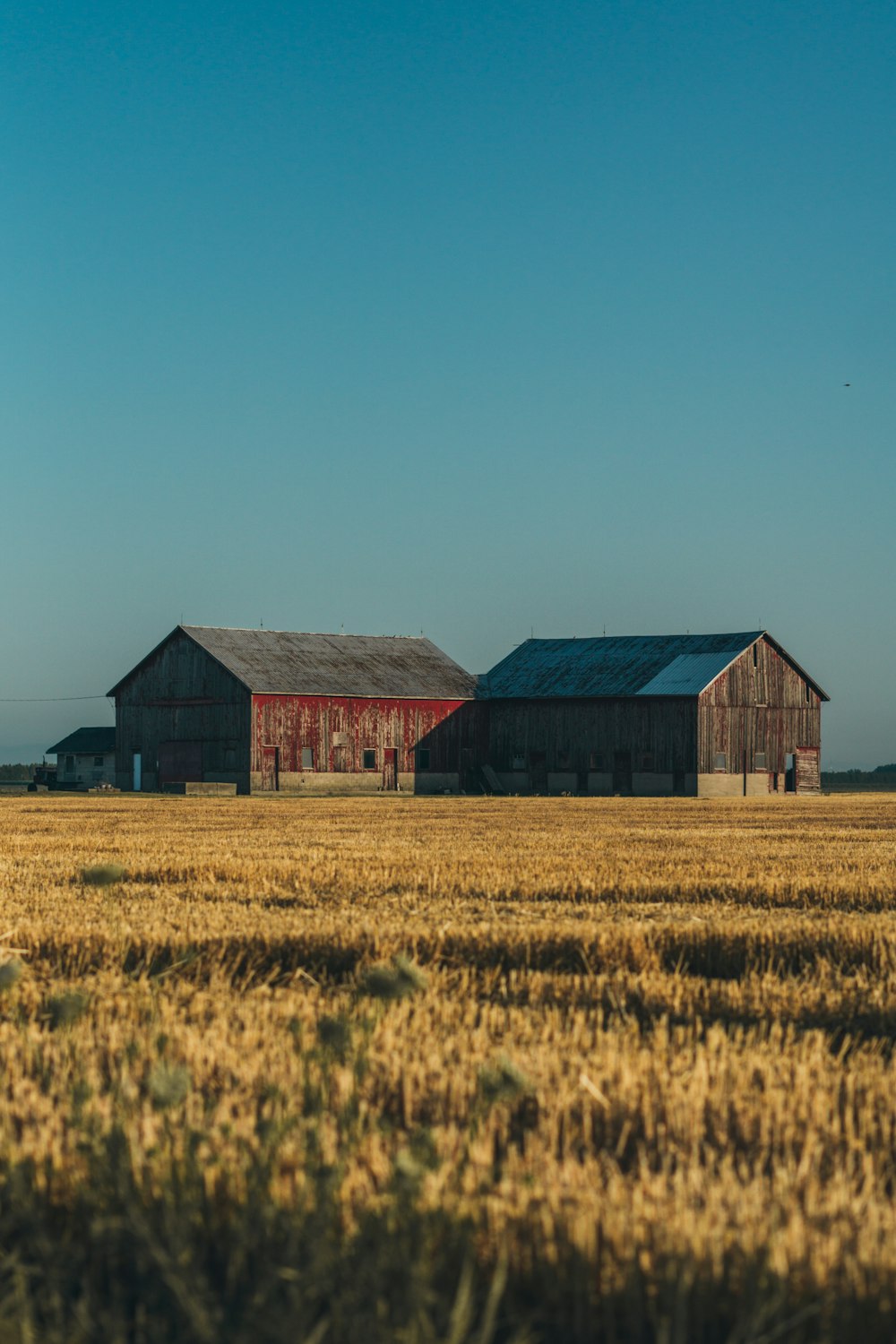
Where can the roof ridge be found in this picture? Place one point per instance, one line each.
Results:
(327, 634)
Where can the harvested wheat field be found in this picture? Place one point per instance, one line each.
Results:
(447, 1070)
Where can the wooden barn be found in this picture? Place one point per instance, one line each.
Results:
(273, 710)
(688, 714)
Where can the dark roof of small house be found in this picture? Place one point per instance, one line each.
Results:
(621, 666)
(86, 742)
(368, 666)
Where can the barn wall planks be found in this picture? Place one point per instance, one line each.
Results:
(583, 736)
(759, 707)
(180, 695)
(330, 737)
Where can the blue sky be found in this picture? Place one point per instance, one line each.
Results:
(466, 317)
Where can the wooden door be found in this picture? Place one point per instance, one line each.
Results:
(622, 771)
(271, 769)
(806, 774)
(180, 761)
(538, 771)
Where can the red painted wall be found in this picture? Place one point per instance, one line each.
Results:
(339, 728)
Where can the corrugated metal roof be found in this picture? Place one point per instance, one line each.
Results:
(290, 663)
(689, 674)
(86, 742)
(614, 666)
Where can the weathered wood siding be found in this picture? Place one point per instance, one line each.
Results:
(182, 695)
(338, 731)
(761, 704)
(578, 737)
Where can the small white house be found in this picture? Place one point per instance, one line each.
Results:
(86, 758)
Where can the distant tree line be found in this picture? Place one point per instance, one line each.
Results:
(882, 777)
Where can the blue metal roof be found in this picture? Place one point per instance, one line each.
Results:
(616, 666)
(689, 674)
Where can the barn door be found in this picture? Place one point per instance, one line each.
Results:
(538, 771)
(622, 771)
(271, 769)
(180, 761)
(807, 777)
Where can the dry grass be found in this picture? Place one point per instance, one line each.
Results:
(646, 1054)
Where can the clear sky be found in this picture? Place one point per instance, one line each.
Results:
(471, 317)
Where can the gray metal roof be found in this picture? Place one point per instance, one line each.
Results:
(86, 742)
(290, 663)
(616, 666)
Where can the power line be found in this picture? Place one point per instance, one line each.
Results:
(53, 699)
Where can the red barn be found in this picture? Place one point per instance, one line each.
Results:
(274, 710)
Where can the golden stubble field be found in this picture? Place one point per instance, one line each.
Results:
(646, 1039)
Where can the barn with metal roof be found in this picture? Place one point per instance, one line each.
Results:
(212, 709)
(287, 711)
(691, 714)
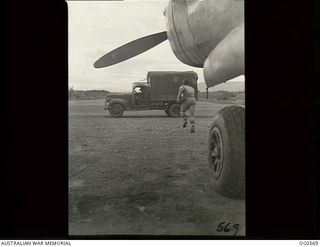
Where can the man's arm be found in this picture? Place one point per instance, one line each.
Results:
(181, 88)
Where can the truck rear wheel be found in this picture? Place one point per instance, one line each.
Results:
(116, 110)
(173, 110)
(226, 154)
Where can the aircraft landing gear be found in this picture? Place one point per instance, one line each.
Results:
(226, 151)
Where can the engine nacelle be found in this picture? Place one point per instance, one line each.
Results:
(195, 27)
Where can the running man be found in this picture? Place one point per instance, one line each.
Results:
(188, 102)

-=-=-

[Work required]
Every line in the data that holds "wooden" should be copied out.

[Answer section]
Where can the wooden barn be found in this picture? Place one point per instance, one line each.
Where can the wooden door be found in this picture? Place one point per instance, one line each.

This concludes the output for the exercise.